┌──
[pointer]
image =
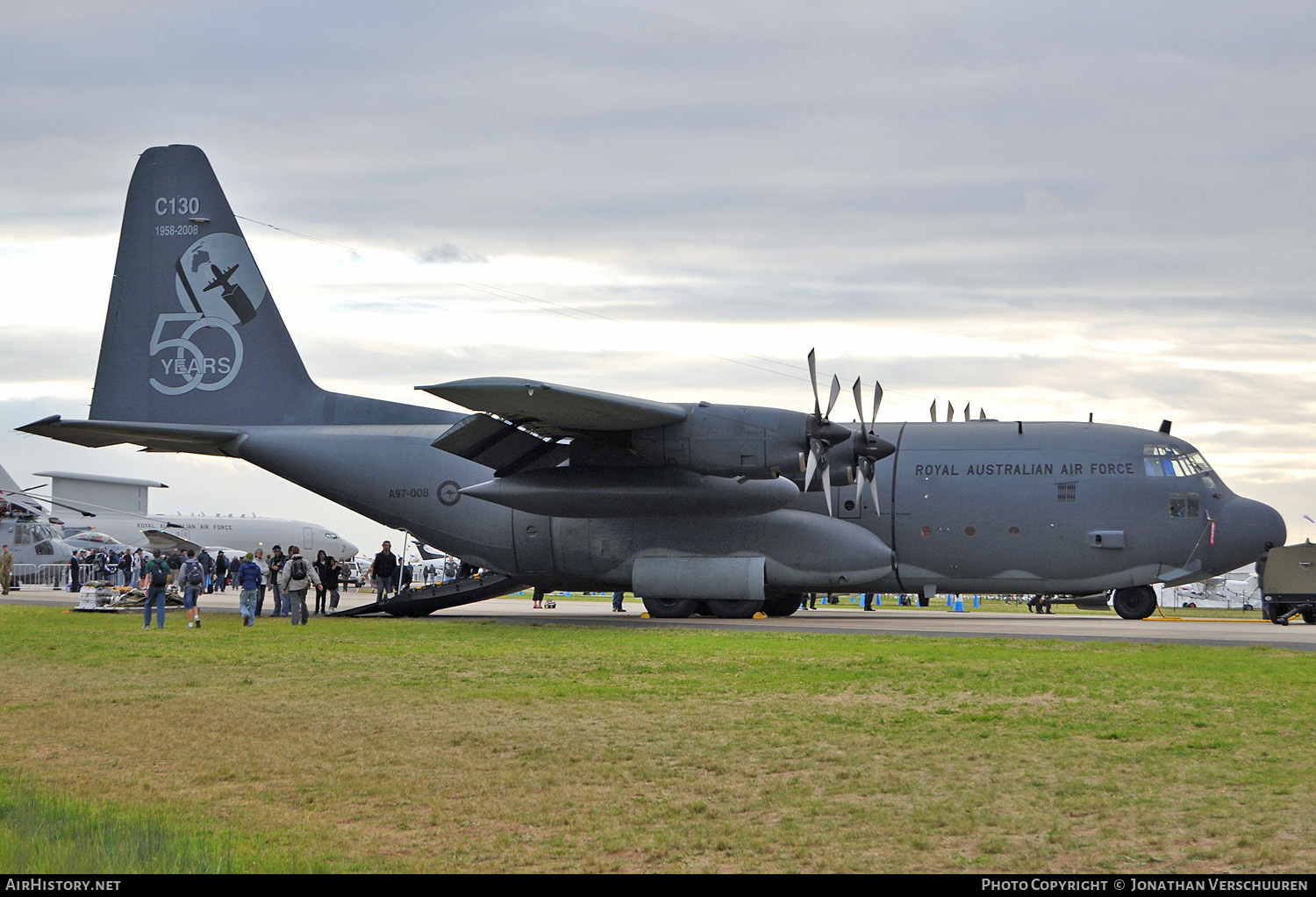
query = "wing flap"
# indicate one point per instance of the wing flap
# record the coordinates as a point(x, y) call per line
point(154, 437)
point(500, 444)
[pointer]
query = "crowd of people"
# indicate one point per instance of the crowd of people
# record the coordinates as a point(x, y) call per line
point(284, 578)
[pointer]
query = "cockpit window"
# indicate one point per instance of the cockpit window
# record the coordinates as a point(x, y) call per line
point(1184, 505)
point(1169, 462)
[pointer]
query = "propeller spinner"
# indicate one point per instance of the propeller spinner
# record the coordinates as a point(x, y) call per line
point(823, 434)
point(869, 448)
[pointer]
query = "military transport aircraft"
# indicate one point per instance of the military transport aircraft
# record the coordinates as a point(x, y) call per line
point(121, 513)
point(689, 505)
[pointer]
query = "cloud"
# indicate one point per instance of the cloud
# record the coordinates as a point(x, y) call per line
point(449, 255)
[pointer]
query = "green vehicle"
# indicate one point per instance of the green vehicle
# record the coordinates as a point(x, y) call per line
point(1289, 584)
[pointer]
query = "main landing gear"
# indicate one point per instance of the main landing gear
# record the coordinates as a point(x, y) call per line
point(1134, 604)
point(782, 605)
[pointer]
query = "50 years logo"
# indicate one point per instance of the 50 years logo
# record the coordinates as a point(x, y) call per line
point(218, 289)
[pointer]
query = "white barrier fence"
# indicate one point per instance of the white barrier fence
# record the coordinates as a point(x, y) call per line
point(47, 576)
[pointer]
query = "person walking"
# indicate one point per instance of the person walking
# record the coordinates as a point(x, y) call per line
point(382, 570)
point(265, 578)
point(276, 560)
point(208, 568)
point(191, 580)
point(250, 580)
point(157, 578)
point(295, 578)
point(323, 586)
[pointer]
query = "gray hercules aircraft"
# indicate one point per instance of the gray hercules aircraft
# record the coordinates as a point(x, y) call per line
point(692, 506)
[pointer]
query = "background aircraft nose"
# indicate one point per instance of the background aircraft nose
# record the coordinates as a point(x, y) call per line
point(1242, 530)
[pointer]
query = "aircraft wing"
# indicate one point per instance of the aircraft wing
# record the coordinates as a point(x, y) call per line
point(197, 439)
point(526, 424)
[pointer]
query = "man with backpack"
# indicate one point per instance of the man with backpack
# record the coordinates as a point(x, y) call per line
point(191, 580)
point(297, 578)
point(157, 578)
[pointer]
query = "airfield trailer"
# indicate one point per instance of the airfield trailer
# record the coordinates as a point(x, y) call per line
point(1289, 584)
└──
*Aim of the exercise:*
Can you recast all the records above as a numbered list of their lines, skipping any blank lines and leaving the pictures out?

*Final answer:*
1. [pointer]
2. image =
3. query = "wing flap"
4. # indicate one point per instance of the wing flap
5. # record the coordinates as a point(x, y) call per line
6. point(154, 437)
7. point(500, 444)
8. [pointer]
9. query = "crowd of people"
10. # indicate one point per instance of the crowd of people
11. # record the coordinates as a point(x, y) call per line
12. point(284, 578)
13. [pointer]
14. query = "cockpit window"
15. # indicate one point per instance of the cockpit window
16. # record the coordinates as a point(x, y) call per line
17. point(1184, 505)
18. point(1169, 462)
19. [pointer]
20. query = "propeller spinner"
21. # indicate one point per instance of the propeller spinner
22. # record the coordinates as a point(x, y) call per line
23. point(823, 434)
24. point(869, 448)
25. [pointer]
26. query = "military transport aircraft"
27. # indicate one point per instance of the military transport aircraft
28. # record the coordinates as a point(x, y) call per line
29. point(121, 513)
30. point(689, 505)
31. [pointer]
32. query = "cloud"
33. # indicate one point per instance of the cloud
34. # record the coordinates as a point(x, y) call per line
35. point(449, 255)
36. [pointer]
37. query = "green vehicle"
38. # indicate one point per instance of the green vehicle
39. # record the coordinates as a point(x, y) call per line
40. point(1289, 584)
41. [pointer]
42. query = "main landing gear"
43. # indicate one point per instance of the main landing gear
44. # record the coordinates as a point(x, y) call per line
45. point(1134, 604)
46. point(782, 605)
47. [pointer]
48. query = "50 years logo"
49. # indicate one point per instance of the 50 years logo
50. # record the coordinates as a point(x, y) call per line
51. point(218, 289)
52. [pointer]
53. query = "white barrier fence"
54. # indicate one point per instance of the white barrier fence
55. # record the coordinates as a point(x, y) call per line
56. point(47, 576)
57. [pointer]
58. query = "person walking"
59. # indicate one point per instance of the person walking
60. # record the coordinates as a point(x, y) call per line
61. point(382, 570)
62. point(265, 578)
63. point(276, 560)
64. point(208, 568)
65. point(191, 580)
66. point(250, 580)
67. point(157, 578)
68. point(295, 578)
69. point(323, 586)
70. [pointer]
71. query = "gray hercules aircraft"
72. # indicate one point per instance of the gray hercules aircraft
73. # record the coordinates as a point(x, y) call per line
74. point(692, 506)
75. [pointer]
76. query = "background aircraft nose"
77. # indicate one point per instance of the background aircraft nose
78. # record the coordinates as a point(x, y) call per line
79. point(1242, 530)
80. [pointer]
81. query = "aircraft wing"
82. # indicate one point per instance of the aircraft wing
83. # record the coordinates as a point(x, y) call per line
84. point(197, 439)
85. point(526, 424)
86. [pointer]
87. query = "man with backpack"
88. # indicate one point per instance of the man with backpack
89. # record the coordinates as a point(x, y) call per line
90. point(191, 580)
91. point(297, 578)
92. point(157, 578)
93. [pointer]
94. query = "airfield trailer"
95. # indicate one point per instance of the airfield trailer
96. # record the coordinates as a point(x, y) call per line
97. point(1289, 584)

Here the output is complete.